Your goal:
Reproduce as a numbered list, with blank lines omitted, the part of the rows that opens with the line containing "indicate the bare" and closes with the last line of the rows.

--- begin Provided records ---

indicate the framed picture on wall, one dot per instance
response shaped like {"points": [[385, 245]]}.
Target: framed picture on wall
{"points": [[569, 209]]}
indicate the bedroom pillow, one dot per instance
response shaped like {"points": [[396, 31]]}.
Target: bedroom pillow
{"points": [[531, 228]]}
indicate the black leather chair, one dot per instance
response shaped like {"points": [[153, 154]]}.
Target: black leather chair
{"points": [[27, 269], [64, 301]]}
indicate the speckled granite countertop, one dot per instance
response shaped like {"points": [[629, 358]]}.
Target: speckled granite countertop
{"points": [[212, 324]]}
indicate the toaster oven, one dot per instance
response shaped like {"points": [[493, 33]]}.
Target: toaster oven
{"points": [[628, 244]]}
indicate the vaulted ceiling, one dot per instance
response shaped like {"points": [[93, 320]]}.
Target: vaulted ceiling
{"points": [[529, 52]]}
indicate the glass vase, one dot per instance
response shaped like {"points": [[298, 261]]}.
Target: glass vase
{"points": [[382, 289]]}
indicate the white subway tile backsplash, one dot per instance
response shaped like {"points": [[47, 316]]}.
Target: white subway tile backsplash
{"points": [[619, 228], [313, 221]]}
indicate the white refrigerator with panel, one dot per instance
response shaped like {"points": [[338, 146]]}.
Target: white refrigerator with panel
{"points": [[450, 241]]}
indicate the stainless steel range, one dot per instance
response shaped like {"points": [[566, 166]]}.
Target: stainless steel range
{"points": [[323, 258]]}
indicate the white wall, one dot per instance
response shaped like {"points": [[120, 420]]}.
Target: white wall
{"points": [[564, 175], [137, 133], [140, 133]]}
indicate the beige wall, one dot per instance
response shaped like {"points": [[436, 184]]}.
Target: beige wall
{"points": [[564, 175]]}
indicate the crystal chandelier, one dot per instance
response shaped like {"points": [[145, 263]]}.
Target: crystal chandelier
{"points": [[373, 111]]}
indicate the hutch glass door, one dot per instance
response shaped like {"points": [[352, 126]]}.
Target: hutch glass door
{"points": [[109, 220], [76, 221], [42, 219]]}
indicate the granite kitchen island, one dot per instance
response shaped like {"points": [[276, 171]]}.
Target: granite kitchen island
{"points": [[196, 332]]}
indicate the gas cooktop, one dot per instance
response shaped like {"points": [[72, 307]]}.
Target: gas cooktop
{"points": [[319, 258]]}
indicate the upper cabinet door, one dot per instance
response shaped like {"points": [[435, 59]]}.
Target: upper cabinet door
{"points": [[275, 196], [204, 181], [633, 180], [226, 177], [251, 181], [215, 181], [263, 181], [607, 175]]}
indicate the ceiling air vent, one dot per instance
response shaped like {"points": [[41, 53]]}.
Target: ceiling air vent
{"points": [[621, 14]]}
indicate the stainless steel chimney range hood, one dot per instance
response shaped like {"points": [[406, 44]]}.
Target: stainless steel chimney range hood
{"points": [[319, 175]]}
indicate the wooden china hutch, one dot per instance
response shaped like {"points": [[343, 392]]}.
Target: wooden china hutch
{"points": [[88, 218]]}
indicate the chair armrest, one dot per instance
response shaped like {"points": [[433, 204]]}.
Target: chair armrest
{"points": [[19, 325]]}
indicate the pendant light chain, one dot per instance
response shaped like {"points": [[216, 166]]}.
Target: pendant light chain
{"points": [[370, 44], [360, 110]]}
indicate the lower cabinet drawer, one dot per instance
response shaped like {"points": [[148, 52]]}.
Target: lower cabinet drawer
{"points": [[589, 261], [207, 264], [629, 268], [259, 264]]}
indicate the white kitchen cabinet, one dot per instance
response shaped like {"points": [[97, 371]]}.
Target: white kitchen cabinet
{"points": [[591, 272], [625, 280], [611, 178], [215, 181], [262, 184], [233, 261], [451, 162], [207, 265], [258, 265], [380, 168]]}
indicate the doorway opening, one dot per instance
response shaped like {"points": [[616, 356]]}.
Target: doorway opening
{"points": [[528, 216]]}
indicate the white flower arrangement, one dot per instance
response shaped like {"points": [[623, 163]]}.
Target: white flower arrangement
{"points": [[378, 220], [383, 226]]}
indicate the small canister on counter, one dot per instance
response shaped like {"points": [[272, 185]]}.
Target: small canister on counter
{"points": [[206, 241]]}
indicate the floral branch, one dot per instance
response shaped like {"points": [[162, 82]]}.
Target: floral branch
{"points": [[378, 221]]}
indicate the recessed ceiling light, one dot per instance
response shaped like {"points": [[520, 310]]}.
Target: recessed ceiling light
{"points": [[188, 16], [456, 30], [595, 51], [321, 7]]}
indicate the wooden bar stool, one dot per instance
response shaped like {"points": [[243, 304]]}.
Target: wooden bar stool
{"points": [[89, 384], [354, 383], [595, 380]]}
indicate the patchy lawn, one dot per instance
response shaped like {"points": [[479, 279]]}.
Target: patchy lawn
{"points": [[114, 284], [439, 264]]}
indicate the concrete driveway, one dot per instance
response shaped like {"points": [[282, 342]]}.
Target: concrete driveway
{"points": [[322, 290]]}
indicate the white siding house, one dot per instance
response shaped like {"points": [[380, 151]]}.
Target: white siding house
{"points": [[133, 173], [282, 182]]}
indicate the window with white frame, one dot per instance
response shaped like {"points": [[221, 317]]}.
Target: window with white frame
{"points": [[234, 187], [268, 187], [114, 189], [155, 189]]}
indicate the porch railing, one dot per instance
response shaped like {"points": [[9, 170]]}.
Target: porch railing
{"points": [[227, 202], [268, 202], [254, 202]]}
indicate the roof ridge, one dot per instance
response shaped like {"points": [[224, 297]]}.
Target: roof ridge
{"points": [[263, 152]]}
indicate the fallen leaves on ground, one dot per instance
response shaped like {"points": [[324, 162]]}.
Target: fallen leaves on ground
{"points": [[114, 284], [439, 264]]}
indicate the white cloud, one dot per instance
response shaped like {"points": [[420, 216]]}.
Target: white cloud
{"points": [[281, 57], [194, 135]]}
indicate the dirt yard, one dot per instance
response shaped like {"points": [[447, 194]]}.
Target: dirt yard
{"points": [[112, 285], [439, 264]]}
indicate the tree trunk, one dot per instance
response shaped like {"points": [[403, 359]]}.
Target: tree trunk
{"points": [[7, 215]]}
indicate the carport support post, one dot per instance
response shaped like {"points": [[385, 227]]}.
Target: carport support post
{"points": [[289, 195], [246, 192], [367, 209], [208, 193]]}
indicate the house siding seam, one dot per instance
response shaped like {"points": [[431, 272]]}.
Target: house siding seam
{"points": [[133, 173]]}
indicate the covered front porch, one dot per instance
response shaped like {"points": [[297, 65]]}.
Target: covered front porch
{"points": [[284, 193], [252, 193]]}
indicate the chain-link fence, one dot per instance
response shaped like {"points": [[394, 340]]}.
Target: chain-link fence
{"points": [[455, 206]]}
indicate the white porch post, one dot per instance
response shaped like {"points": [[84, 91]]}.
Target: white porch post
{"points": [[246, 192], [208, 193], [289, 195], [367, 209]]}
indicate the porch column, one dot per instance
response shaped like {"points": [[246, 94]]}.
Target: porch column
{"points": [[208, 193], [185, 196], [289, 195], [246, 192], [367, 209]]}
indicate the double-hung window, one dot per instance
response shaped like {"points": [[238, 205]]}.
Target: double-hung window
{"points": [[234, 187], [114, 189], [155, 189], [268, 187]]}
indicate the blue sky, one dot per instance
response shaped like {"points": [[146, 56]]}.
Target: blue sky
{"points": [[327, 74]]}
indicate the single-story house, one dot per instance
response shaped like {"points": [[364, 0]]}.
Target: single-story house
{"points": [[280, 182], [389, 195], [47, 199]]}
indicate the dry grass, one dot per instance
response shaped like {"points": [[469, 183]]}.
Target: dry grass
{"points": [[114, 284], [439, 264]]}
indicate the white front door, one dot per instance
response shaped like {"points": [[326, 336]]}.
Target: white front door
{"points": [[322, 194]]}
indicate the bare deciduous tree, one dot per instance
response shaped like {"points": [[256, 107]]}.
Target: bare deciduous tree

--- end Provided records ---

Solution to this problem:
1. indicate the bare deciduous tree, one dot per instance
2. response shaped like {"points": [[256, 107]]}.
3. Target: bare deciduous tree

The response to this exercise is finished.